## BEGIN Task input

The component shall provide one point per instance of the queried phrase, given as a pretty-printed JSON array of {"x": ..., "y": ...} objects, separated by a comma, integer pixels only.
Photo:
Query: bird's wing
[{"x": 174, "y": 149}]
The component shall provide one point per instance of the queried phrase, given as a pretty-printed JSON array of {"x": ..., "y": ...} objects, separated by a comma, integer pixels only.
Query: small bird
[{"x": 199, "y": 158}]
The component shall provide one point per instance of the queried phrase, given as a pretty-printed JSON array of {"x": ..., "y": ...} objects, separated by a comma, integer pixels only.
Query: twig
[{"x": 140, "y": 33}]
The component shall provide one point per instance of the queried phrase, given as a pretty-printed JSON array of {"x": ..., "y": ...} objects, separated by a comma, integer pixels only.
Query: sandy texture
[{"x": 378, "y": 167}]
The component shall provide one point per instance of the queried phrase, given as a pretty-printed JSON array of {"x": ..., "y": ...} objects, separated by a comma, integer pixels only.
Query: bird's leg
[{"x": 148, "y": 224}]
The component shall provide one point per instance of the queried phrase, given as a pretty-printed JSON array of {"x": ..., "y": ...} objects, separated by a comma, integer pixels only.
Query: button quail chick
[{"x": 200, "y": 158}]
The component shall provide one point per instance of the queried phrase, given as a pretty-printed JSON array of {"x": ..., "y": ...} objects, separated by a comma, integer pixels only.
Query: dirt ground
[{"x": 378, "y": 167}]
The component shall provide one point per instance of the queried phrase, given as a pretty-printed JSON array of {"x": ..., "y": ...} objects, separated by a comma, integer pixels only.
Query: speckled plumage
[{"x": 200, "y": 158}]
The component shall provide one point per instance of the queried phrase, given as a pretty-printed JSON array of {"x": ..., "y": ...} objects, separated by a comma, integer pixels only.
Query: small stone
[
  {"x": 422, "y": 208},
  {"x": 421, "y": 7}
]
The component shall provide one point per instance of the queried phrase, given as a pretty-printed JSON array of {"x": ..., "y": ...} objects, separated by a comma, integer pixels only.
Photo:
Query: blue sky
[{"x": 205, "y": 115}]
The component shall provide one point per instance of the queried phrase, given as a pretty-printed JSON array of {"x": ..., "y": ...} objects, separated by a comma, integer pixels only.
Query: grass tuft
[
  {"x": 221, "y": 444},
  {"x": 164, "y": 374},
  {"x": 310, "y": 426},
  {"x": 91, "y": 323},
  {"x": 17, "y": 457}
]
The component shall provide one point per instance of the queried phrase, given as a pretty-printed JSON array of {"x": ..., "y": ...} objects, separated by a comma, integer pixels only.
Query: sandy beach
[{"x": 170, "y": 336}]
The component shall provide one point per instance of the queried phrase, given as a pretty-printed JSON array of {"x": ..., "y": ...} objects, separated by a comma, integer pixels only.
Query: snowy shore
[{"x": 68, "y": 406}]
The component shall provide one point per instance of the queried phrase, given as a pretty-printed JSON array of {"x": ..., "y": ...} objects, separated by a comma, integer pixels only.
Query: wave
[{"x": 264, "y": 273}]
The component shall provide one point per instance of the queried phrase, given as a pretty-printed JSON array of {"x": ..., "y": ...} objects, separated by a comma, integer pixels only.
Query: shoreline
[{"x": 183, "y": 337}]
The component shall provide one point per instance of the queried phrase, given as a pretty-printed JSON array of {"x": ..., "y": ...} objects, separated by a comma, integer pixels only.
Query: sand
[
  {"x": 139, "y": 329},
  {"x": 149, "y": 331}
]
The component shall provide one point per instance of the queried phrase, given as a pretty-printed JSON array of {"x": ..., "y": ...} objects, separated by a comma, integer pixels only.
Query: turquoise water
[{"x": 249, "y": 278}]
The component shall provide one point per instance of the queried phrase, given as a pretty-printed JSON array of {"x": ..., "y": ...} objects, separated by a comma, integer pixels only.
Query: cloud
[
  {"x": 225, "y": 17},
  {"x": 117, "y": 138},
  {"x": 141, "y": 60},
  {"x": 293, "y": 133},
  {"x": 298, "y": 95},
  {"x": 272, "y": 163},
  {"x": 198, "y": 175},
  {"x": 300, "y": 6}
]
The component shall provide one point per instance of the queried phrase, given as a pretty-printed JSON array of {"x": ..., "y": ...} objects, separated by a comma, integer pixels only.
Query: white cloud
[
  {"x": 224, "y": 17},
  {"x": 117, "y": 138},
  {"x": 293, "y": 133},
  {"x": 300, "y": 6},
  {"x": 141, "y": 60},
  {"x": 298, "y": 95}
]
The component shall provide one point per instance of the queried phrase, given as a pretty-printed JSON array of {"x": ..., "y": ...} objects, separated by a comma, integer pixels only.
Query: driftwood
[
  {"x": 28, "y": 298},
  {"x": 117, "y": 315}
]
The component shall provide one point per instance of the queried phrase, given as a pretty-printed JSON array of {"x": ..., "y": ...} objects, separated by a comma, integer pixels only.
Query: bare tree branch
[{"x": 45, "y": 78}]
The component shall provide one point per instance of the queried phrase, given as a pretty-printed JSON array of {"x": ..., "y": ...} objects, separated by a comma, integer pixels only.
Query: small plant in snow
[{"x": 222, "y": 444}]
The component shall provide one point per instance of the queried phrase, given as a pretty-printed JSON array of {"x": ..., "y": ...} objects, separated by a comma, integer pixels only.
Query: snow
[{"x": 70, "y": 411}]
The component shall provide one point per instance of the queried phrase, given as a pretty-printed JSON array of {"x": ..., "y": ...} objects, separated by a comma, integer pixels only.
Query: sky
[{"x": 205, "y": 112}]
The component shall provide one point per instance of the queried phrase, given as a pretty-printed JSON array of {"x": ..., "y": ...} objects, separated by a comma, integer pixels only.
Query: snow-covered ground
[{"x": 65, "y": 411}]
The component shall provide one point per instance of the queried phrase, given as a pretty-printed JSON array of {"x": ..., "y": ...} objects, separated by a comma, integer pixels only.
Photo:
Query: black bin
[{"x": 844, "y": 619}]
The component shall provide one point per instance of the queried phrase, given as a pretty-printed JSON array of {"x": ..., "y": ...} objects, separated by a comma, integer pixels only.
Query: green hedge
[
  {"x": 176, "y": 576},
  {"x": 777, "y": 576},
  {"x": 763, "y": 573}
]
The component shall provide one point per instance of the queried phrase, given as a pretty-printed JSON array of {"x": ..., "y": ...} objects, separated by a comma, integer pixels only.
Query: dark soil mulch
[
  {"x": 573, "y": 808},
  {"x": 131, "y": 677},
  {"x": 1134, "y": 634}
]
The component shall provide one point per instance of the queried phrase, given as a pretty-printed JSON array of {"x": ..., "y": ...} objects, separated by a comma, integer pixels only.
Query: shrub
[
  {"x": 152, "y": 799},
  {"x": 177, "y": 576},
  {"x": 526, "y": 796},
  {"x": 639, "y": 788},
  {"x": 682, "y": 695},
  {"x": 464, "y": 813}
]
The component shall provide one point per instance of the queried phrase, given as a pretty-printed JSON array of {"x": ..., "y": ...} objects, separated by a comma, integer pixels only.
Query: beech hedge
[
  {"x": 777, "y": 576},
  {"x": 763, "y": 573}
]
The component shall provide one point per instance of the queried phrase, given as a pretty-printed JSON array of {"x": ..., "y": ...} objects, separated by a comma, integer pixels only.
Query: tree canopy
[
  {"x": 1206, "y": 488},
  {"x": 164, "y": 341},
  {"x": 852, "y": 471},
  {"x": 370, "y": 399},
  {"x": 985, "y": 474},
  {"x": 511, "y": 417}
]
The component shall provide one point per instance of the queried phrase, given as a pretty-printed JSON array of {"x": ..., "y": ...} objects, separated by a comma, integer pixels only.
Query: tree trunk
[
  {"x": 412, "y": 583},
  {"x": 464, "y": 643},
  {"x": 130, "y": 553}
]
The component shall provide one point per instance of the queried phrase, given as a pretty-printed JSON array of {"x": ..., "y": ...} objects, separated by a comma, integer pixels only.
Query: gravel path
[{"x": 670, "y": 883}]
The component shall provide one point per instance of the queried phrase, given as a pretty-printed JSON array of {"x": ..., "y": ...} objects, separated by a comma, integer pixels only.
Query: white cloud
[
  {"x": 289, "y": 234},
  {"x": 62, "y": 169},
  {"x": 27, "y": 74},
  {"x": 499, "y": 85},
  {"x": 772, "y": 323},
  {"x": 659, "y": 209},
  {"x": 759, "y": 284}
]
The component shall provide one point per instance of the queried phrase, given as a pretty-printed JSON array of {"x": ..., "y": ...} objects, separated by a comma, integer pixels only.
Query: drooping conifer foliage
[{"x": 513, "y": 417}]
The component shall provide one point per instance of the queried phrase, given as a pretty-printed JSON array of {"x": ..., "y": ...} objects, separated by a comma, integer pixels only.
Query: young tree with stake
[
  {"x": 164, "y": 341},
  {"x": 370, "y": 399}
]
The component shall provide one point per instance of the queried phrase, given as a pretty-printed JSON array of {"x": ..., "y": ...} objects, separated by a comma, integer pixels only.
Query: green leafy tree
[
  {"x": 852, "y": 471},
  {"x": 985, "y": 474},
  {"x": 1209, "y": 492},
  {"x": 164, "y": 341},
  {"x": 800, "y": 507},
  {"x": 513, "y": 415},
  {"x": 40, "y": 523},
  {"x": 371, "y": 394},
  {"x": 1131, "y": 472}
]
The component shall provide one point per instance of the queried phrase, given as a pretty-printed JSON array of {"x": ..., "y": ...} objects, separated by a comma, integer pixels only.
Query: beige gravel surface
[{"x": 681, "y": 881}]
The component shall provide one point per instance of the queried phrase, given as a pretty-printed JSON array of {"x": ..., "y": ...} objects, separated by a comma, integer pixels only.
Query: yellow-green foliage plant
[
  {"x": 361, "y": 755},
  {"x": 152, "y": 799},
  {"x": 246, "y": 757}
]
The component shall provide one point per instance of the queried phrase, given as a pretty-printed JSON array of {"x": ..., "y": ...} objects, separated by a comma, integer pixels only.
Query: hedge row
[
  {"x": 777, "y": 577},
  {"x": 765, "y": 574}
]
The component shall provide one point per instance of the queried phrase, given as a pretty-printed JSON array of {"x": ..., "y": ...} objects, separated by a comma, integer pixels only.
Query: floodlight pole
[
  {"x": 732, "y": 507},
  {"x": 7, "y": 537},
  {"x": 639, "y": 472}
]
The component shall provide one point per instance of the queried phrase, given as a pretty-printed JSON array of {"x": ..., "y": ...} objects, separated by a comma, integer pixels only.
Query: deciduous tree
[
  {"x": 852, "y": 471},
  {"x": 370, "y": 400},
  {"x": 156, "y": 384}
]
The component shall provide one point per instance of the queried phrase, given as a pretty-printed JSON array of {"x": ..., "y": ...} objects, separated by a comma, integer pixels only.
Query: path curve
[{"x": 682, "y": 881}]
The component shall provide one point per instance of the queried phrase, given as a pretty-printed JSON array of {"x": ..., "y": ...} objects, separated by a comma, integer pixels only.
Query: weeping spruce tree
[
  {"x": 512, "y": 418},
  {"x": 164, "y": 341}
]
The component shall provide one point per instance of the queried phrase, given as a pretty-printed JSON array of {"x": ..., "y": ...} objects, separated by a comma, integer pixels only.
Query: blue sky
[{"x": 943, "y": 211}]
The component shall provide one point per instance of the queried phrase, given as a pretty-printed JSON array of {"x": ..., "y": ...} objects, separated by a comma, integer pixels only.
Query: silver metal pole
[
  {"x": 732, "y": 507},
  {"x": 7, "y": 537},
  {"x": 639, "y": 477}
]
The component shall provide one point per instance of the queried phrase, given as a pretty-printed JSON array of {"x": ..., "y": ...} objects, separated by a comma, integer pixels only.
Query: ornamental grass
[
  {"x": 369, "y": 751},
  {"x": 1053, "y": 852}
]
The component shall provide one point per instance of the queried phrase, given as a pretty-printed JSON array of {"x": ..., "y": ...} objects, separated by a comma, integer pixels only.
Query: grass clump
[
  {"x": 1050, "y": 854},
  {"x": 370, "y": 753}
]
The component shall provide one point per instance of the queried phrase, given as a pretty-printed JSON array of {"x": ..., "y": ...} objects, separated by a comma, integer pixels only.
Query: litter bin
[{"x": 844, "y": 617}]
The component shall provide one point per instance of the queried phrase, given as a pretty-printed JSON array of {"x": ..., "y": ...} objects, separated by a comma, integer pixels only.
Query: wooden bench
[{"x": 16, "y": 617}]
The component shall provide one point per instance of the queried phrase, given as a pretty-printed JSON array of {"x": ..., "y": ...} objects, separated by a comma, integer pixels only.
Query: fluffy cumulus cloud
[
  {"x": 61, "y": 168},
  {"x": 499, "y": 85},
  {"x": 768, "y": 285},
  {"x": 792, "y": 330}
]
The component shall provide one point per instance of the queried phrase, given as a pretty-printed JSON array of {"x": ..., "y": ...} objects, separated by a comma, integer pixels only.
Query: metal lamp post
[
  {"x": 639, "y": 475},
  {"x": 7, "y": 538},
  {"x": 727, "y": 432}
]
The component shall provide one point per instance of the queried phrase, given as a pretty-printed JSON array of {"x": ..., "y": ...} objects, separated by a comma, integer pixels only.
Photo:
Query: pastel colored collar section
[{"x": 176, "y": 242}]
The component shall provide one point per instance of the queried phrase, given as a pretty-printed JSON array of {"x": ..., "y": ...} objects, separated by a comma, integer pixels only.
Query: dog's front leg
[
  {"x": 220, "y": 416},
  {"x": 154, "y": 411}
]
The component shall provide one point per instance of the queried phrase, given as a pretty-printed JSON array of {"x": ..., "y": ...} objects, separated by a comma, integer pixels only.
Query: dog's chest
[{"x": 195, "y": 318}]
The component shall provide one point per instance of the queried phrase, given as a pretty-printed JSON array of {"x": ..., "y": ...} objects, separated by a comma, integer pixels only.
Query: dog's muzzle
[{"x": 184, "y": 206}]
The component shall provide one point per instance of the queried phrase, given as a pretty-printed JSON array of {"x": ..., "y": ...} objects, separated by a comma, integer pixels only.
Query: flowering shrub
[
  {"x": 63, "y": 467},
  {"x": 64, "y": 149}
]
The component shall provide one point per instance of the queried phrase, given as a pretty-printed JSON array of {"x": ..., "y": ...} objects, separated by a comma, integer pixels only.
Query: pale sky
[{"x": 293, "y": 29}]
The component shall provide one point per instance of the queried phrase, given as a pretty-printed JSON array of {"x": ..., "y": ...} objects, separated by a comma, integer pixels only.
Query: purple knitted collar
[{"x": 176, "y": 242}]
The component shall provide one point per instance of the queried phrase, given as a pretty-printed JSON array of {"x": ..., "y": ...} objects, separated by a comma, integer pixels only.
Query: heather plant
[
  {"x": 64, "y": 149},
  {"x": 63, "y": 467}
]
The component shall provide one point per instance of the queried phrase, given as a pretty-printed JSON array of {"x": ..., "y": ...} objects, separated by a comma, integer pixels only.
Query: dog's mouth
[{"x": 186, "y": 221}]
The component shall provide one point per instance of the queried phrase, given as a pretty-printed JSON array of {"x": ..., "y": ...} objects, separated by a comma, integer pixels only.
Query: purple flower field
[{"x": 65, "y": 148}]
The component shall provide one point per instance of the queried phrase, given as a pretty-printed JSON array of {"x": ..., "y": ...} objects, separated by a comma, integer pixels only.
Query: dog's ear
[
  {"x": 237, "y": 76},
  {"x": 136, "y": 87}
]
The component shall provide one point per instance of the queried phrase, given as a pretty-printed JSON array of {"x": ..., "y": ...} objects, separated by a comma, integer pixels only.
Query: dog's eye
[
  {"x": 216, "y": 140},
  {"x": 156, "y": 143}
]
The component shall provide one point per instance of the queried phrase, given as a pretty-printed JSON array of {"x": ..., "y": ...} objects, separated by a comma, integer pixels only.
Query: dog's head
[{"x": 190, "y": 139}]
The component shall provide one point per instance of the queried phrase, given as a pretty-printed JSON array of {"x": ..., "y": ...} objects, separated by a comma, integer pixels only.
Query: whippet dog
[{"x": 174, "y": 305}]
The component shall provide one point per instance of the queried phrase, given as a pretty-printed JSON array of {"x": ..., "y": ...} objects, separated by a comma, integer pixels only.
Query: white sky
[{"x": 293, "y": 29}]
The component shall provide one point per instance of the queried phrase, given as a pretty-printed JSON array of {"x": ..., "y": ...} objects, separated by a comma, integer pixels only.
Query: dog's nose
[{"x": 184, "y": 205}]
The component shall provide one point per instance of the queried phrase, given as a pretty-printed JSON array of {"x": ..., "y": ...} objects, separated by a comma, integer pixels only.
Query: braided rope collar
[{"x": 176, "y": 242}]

## END Task input

Objective:
Collect every line in the items above that contains the word "gravel".

Solution for this problem:
Query: gravel path
Query: beige gravel surface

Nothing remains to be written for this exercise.